ASSIGNMENT: Search the entries for the word "below". Copy every line that holds it.

[Records excerpted from a collection]

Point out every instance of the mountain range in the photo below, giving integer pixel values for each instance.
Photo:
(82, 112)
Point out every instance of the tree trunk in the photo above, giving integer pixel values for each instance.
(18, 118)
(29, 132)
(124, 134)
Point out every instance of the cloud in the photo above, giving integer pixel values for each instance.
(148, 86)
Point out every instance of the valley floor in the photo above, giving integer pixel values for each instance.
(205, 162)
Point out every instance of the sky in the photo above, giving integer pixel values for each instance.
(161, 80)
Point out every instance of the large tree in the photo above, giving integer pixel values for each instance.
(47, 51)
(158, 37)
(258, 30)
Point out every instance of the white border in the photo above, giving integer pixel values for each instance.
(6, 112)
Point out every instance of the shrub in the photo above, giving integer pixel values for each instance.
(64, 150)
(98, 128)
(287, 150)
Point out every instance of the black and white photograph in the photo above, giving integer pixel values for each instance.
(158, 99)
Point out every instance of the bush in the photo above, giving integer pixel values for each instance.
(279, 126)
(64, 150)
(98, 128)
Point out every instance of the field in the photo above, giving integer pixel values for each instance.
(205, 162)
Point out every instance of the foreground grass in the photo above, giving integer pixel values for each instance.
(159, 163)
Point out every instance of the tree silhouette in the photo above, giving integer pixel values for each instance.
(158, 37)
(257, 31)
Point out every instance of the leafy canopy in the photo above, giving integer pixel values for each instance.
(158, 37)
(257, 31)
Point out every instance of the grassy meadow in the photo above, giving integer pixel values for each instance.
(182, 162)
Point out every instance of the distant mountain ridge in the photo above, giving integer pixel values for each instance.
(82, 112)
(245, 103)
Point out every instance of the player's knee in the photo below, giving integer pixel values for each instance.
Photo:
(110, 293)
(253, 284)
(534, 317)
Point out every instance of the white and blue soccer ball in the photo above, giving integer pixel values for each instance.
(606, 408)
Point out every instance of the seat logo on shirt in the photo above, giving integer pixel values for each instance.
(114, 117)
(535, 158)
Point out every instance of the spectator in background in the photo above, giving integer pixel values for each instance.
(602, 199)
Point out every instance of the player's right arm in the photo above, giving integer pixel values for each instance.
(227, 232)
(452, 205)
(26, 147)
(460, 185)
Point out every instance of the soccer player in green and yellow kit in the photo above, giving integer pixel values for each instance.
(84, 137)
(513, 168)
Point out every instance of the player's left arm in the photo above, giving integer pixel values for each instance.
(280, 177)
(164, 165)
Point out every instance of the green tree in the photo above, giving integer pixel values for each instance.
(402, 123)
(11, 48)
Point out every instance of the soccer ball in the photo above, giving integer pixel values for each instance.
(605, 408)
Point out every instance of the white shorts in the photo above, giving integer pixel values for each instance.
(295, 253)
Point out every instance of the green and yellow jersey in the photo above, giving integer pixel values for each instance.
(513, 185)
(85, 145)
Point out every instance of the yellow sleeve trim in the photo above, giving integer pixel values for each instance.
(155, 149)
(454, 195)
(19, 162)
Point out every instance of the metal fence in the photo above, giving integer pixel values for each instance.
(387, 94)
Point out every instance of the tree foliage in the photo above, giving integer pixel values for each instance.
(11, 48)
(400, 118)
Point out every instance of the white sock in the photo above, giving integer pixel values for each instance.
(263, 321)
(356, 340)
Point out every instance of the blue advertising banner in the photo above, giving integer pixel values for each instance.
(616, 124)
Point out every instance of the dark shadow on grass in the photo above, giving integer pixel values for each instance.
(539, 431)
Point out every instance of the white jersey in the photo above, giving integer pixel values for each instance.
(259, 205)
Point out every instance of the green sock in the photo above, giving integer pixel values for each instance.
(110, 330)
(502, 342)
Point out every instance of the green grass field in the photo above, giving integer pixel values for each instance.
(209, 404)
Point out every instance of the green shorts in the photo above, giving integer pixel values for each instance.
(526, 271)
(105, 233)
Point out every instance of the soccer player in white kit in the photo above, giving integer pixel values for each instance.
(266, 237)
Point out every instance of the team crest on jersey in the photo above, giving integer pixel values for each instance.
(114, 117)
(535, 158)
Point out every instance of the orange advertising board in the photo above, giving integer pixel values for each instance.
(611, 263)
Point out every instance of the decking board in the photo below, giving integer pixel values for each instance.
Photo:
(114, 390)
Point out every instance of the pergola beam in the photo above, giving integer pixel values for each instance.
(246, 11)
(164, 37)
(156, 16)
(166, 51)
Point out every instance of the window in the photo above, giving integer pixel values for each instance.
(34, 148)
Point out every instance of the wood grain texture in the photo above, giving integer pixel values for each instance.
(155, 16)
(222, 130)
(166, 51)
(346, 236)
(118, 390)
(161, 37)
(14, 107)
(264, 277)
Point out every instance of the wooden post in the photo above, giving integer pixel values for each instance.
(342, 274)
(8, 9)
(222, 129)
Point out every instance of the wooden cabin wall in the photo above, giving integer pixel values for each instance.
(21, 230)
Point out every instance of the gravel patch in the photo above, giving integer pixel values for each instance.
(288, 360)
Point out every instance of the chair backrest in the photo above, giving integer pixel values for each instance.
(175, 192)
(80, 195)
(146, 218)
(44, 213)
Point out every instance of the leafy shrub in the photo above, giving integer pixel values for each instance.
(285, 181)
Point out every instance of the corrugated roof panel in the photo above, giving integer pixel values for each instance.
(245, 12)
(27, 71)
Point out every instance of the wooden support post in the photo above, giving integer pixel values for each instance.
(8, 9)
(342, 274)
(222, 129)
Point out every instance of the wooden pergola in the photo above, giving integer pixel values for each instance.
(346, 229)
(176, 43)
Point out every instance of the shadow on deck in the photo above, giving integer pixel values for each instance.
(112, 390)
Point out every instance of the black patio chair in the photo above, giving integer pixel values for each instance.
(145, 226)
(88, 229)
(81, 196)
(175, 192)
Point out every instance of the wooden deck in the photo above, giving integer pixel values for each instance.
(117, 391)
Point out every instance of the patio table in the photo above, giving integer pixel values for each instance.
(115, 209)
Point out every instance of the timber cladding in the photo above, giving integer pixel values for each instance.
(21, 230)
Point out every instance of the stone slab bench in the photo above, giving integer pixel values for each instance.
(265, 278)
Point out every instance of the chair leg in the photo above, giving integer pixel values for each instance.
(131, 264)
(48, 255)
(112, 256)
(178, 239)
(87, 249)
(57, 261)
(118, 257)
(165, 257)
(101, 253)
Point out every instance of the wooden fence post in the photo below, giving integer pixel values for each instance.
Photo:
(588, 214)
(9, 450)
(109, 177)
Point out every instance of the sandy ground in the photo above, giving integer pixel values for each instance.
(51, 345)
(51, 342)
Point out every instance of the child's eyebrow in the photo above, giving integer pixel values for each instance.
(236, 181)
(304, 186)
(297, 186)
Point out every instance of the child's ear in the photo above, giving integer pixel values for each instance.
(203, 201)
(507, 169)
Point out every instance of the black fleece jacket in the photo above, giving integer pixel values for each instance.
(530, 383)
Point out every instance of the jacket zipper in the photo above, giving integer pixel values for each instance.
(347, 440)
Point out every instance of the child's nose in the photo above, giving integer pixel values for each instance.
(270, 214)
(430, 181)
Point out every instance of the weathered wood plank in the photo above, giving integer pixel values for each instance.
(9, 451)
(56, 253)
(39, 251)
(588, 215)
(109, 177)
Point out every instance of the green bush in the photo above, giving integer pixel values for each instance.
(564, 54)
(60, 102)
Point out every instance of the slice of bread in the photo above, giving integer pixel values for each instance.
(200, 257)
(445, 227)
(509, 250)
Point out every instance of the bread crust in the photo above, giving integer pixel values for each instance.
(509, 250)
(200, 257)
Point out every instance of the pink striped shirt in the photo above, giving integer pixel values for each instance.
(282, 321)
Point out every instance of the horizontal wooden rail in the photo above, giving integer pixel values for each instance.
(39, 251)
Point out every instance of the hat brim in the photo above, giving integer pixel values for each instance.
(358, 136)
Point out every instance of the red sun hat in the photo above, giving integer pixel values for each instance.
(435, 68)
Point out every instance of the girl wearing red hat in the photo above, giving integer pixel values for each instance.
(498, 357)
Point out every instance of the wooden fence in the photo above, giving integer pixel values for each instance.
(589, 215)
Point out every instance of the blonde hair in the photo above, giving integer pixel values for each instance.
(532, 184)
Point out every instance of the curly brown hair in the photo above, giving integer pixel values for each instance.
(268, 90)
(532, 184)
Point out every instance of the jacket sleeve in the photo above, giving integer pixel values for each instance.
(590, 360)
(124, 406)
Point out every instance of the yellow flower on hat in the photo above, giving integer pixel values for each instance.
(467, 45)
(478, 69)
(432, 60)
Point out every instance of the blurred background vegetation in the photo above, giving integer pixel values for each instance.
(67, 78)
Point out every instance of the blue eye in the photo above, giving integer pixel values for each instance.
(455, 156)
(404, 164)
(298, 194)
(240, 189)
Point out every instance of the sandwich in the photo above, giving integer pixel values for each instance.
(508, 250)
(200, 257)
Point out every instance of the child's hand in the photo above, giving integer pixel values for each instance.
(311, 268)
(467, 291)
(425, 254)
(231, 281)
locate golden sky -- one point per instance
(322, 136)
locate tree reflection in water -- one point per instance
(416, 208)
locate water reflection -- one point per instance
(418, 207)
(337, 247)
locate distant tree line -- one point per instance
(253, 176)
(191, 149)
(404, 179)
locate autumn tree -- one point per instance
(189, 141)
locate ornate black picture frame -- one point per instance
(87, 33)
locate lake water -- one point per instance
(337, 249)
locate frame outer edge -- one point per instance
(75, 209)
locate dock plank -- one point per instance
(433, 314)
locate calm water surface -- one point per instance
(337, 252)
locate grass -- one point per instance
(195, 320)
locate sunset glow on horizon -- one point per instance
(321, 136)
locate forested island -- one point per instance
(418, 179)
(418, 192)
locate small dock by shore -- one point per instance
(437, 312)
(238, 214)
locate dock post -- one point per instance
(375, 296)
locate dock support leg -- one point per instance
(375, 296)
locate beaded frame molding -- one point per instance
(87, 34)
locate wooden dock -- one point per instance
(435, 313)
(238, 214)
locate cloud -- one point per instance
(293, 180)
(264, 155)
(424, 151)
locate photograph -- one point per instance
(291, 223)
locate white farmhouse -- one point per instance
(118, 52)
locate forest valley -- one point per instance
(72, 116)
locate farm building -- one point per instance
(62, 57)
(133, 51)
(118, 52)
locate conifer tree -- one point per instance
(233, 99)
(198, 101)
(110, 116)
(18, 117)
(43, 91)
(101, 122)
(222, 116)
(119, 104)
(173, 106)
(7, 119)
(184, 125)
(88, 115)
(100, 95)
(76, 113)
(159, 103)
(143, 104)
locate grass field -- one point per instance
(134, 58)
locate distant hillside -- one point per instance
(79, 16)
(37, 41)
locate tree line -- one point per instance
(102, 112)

EXPECTED OUTPUT:
Point out every instance of the mountain range in the photo below, giving integer pixel values for each instance.
Point out every instance of the player's knee in the photo below, giving integer pixel values for each instance.
Point out every instance of the decking board in the photo below, giving integer pixel values for each instance.
Point out every instance of the wooden fence post in the photo below, giving integer pixel values for each instance.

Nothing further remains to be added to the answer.